** Given task **
How might the personal story about leaving school and becoming homeless go on? Write what follows its final sentence.

** Document excerpt **
And I told myself the lie so many broken kids believe:
“No one cares about me. So why should I care about anything?”
I came dangerously close to giving up. I started to hurt myself to feel something. Moving through boyfriends even at that age already to find love if it was real. I was just about willing to do and try anything but, I just felt over each time. But always, my dreams came back and I knew this couldn't be it. There had to be more.
***If you or someone you know is in crisis with anything, drugs, mental health, contact the 988 Suicide and Crisis Lifeline by calling or texting 988 or visiting 988lifeline.org If you are trying to reach a 988 call center in Virginia using an out-of-state area code, you can call 703-752-5263. or call 911***
✨ But the Dream Was Still There
Even in the dark, there was something in me that refused to die.
Somewhere deep inside, I kept whispering:
“One day, I’ll have more. I don’t know how, but I have to believe I will.”
And that tiny spark, the dream is what kept me alive.
🎓 Out of School, Into Survival
In 9th grade, after failing in yet another alternative school, my mom signed me out. I took my GED, passed, and said goodbye to school forever.
I told myself:
“Now I can work. I’ll earn. I’ll be free. I’ll be okay.”
But freedom didn’t come so easily.
I had no roadmap. No mentor. No parent teaching me how to adult.
So I “tried” things.
Multiple Boyfriends, Jobs, Bad decisions, Survival.
I ended up evicted, and homeless, living in a Red Roof Inn, paying day-to-day with tips to avoid sleeping on the street. I had no safety net. My mom wouldn’t help me. And my pride and pain kept me from calling my dad.

[Entries pointing to labeled objects]
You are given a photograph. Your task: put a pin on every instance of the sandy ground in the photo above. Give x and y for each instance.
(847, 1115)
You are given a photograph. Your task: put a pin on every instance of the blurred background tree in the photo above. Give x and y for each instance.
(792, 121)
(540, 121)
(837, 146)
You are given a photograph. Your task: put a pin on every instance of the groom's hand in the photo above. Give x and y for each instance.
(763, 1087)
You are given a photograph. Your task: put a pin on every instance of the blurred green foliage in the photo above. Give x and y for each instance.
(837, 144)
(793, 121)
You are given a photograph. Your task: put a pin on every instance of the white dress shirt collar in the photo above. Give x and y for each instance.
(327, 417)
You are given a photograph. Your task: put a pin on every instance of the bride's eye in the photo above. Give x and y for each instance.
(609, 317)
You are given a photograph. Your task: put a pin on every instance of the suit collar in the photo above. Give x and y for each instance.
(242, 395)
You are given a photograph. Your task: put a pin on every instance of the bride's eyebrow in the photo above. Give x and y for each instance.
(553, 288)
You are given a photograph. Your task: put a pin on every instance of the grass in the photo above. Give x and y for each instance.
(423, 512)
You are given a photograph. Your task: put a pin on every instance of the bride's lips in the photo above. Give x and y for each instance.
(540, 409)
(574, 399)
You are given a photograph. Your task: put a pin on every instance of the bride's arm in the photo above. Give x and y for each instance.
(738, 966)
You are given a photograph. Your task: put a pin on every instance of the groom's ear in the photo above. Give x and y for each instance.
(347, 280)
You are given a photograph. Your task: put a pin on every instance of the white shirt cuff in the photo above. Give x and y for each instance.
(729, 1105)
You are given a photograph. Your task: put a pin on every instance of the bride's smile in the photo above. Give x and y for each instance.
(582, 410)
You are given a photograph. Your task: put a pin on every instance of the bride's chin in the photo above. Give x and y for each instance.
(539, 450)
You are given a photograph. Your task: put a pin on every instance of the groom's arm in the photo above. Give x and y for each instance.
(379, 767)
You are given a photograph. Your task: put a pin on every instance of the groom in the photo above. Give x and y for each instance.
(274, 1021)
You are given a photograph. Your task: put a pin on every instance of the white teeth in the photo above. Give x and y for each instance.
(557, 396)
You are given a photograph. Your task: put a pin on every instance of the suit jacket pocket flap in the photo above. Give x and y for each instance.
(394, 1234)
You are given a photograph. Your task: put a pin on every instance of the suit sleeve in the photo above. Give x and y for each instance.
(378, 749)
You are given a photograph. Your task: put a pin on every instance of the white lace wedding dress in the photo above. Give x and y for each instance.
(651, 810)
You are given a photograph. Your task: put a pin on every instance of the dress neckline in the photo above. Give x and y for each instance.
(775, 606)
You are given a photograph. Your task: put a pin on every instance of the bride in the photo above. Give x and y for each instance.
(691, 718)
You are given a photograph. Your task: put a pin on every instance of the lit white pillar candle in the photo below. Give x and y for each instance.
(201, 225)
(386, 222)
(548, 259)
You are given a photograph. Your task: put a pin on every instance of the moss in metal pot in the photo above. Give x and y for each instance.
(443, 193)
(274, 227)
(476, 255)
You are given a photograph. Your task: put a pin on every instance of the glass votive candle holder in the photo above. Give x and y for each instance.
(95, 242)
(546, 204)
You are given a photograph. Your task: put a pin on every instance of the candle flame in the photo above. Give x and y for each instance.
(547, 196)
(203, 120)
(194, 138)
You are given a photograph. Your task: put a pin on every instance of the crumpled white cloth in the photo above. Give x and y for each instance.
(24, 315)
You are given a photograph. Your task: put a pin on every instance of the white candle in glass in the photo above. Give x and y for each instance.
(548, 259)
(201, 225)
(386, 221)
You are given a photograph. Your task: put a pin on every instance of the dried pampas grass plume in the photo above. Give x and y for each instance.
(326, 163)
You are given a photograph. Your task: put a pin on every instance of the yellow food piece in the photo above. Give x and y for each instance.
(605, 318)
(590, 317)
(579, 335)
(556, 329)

** Answer to this problem **
I had no idea what came next.
So I did the only thing I could:
I worked as many shifts at the restaurant that I could get. I kept going. I kept dreaming.
💬 This Week’s Truth: You Don’t Have to Have It All Figured Out
If you’re in a season where everything feels like trial and error, hear me:
You don’t have to know the whole plan. You just have to refuse to quit. Don't give up!
I didn’t know what I was doing. But I knew I wanted more. I dreamed of stability. Of peace. Of a clean, safe life. Of love.
And those dreams mattered.
Even if they felt impossible.
🔥 Overcomer Challenge:
This week, take 10 minutes to write down:
A dream you’re scared to say out loud.
One small, scary, or messy step you can take toward that dream.
Baby steps will get you to your dream. Write it down and take the step now.
You don’t have to have all the answers. You just need enough courage to try. What do you want in life?
💌 Final Words
It’s easy to look at someone’s success and forget what they crawled through to get there.
This blog isn’t just about what I’ve overcome. It’s about what I’ve survived through sheer grit, prayer, and the refusal to stop dreaming and trying. Remember dreams are just dreams until you take steps. Don't ever stop taking the next step.
If you feel stuck, alone, or like your life is one big “try” after another you’re not broken. You’re becoming.
Keep dreaming. Keep walking. Your way out might not be a straight path, but it is ahead.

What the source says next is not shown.